Stated exercise A —
Give the name of every commenter shown before "said..." in the comment thread, listing each name only once.
Stated exercise B —
Decide whether each statement agrees with the comment thread, answering yes or no and quoting the deciding words: (i) Matthew Engel's piece in the Guardian appeared in April 2002. (ii) Britain has nine law lords. (iii) Lord Hoffmann holds the title of Senior Lord of Appeal in Ordinary.

If I might do the honors for Kirk?

http://www.guardian.co.uk/
bush/story/0,7369,658094,00.html

It's notable for Lilek's brutal evisceration of the author's prejudices. I can't find it on his own blog, but it's reprinted here:

http://blogrecord.blogspot.com/
2002_02_24_archive.html

XWL said...

Here's the original piece by Matthew Engel in the Guardian way back in April 2002.

Here's a version helpfully annotated and dissected by James Lileks.

Grrrrr.

Kev beat me to it. But at least I managed to turn the addresses into links for your convenience.

Kevin said...

Is it just me, or are British commenters wont to be superficial and condescending?

Perhaps it comes from their colonial heritage of knowing what was best for the natives.

Henry said...

Robert Cook, I alert you to this unsupported generalization: "Clarence Thomas [is] generally regarded as the weakest of the judges...." Generally regarded by whom?

In the US the nine judges of the highest court are national news: here their equivalent, the 12 law lords, are virtually unknown outside the legal world....

And here they are:

Lord Bingham of Cornhill, K.G., Senior Lord of Appeal in Ordinary
Lord Hoffmann, Second Senior Lord of Appeal in Ordinary
Lord Hope of Craighead
Lord Saville of Newdigate
Lord Scott of Foscote
Lord Rodger of Earlsferry
Lord Walker of Gestingthorpe
Lady Hale of Richmond
Lord Carswell
Lord Brown of Eaton-under-Heywood
Lord Mance
Lord Neuberger of Abbotsbury

Lady Hale was the first first female Lord of Appeal in Ordinary, named in 2003.

Alan said...

So Berlin reads Toobin's biased account of Bush v. Gore and it confirms his own bias. Impressive.

SteveR said...

Lord Hope of Craighead?!!

I thought he was in a stall in Minneapolis.

Kirk Parker said...

Ann,

No problem; I'll put my minions Kev and XWL on the task!

:-)

And wow--how could I have forgotten that it was Lileks doing the takedown?

XWL said...

Records —
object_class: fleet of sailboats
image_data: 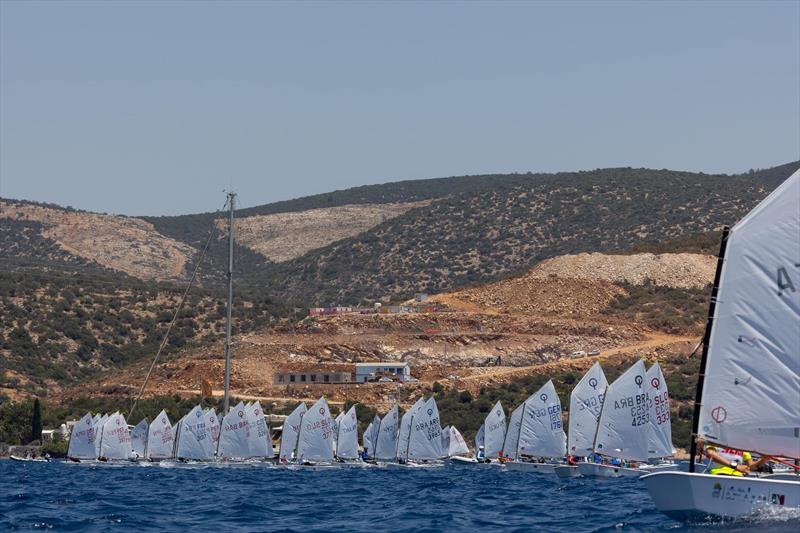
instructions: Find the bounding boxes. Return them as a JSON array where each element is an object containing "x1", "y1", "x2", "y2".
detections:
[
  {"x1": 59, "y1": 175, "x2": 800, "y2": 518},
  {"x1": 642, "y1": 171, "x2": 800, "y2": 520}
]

...

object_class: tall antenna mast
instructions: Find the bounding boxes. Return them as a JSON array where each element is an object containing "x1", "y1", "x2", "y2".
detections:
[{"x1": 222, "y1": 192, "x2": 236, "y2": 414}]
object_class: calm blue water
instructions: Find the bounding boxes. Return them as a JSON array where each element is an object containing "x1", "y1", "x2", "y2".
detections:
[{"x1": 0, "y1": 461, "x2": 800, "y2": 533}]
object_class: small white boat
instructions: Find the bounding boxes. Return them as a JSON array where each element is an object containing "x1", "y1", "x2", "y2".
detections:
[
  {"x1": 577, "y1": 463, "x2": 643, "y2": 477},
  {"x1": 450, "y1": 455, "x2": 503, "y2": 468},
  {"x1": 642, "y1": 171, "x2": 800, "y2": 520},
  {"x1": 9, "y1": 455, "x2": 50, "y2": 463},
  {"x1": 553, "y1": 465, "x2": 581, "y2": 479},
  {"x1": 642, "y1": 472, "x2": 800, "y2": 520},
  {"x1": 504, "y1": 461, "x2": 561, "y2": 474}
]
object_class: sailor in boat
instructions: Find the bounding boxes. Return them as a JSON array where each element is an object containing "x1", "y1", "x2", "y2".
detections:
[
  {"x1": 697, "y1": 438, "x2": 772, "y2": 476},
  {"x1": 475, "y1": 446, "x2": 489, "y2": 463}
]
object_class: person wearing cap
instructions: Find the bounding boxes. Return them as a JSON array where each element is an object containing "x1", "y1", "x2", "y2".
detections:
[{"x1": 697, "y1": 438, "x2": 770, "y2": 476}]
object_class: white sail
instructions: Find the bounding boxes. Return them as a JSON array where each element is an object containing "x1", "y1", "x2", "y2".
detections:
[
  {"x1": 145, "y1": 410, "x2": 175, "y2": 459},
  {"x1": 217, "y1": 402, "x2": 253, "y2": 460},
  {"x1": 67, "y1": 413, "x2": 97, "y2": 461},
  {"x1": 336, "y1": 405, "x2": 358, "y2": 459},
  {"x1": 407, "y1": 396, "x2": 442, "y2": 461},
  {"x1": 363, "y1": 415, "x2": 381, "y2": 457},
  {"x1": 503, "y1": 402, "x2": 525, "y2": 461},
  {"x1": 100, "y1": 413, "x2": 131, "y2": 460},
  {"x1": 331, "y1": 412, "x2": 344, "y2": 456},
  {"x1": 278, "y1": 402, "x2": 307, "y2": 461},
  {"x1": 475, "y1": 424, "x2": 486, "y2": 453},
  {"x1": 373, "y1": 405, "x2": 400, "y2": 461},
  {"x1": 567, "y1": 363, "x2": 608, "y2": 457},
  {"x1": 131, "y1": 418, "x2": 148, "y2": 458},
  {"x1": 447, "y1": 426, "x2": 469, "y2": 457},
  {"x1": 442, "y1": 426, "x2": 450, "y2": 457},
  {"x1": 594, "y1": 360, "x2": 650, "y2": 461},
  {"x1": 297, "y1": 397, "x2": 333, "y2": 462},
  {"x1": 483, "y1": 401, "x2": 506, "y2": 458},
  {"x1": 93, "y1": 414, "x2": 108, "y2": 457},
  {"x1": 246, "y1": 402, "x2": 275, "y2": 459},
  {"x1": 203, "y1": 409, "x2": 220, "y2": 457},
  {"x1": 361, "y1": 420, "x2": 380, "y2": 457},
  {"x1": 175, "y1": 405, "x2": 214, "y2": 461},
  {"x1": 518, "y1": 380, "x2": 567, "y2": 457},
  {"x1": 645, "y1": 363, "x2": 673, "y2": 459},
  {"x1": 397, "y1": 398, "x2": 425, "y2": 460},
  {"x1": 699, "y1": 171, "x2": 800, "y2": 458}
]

Correct response A —
XWL, Kevin, Henry, Alan, SteveR, Kirk Parker

Correct response B —
(i) Yes: "the original piece by Matthew Engel in the Guardian way back in April 2002"
(ii) No: "the 12 law lords"
(iii) No: "Lord Hoffmann, Second Senior Lord of Appeal in Ordinary"